*ПРЕДЛОЖЕННЫЙ ОТРЫВОК*:
Был у Гоголя друг детства, Саша Данилевский. Поместья их родителей были рядом, мальчики вместе учились, в Нежинской гимназии высших наук, и так тесно сблизились, что называли друг друга кузенами, во избежание лишних вопросов. Как-то в гимназии разыгрывали фонвизинского «Недоросля». Гоголь с блеском сыграл Простакову, а Саша, очень хорошенький смолоду, изображал Софью… Любопытное письмецо есть у Гоголя, направленное им из Рима в Париж, где жил тогда Данилевский: «Боже мой, если бы я был богат, я бы желал… чего бы я желал? Чтоб остальные дни мои я проводил с тобою вместе, чтобы приносить в одном храме жертвы, чтобы сразиться иногда в биллиард, после чего — как — помнишь? — мы игрывали не так давно… и какое между нами расстояние. Я играл потом в биллиард здесь, но как-то не клеится, и я бросил» (Нет, как хотите, здесь на что-то намек!)

*ИСХОДНЫЕ МАТЕРИАЛЫ*:
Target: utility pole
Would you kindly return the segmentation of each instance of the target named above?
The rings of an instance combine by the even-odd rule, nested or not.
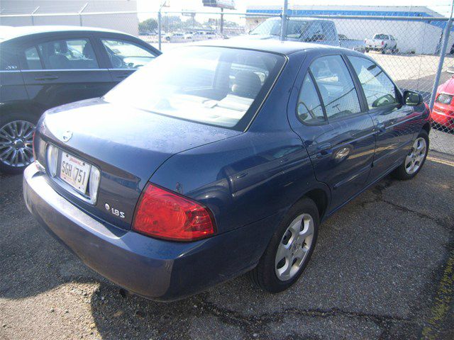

*ПИСЬМЕННОЕ ЗАДАНИЕ*:
Пожалуйста, продолжите отрывок о дружбе Гоголя с Сашей Данилевским с того места, где он заканчивается.

*ИТОГ УПРАЖНЕНИЯ*:
Не забудьте, между прочим, что друзьям под тридцать, они не женаты, и Данилевский писал другу из Парижа о каком-то гарсоне в ресторации, Филиппе, который «явился с большим серебряным кофейником, без сомнения piu demandato da noiche le belle putto» («более желанным для нас, чем красотки»). То есть, если кофейник более желанен, чем красотки, так непонятно, почему надо переходить на итальянский, да и вообще, какое тут сравнение. Но если речь идет о гарсоне Филиппе, тогда все ясно.

Глава 2
Пристань со сфинксами.
Английская набережная

Легенда о Д. В. Веневитинове. — «Путешествие к Святым местам» А. Н. Муравьева. — Покупка египетских сфинксов. — Канцлер граф Н. П. Румянцев. — Похождения Владимира Бантыш-Каменского. — Коллегия иностранных дел. — А. С. Пушкин о графе С. С. Уварове. — Портрет Ф. Ф. Вигеля в мемуарах Ипполита Оже. — Первый лицейский друг А. С. Пушкина. — Мемуарист С. П. Жихарев. — «Стонет сизый голубочек». — Петербургские «семенки». — Богатые русские невесты. — Е. П. Ростопчина и А. Ф. Закревская  
Итак, мы остановились в предыдущей главе на римской вилле Зинаиды Николаевны Волконской. Та самая княгиня Волконская, которой Пушкин писал:

Рукою нежной держишь ты
Волшебный скипетр вдохновений…

В 20-е годы княгиня блистала в Москве, где в доме ее на Тверской собиралось все образованное общество. Считалось, что влюблен в нее был Дмитрий Владимирович Веневитинов, совсем тогда юнец, на шестнадцать лет моложе Зинаиды Александровны.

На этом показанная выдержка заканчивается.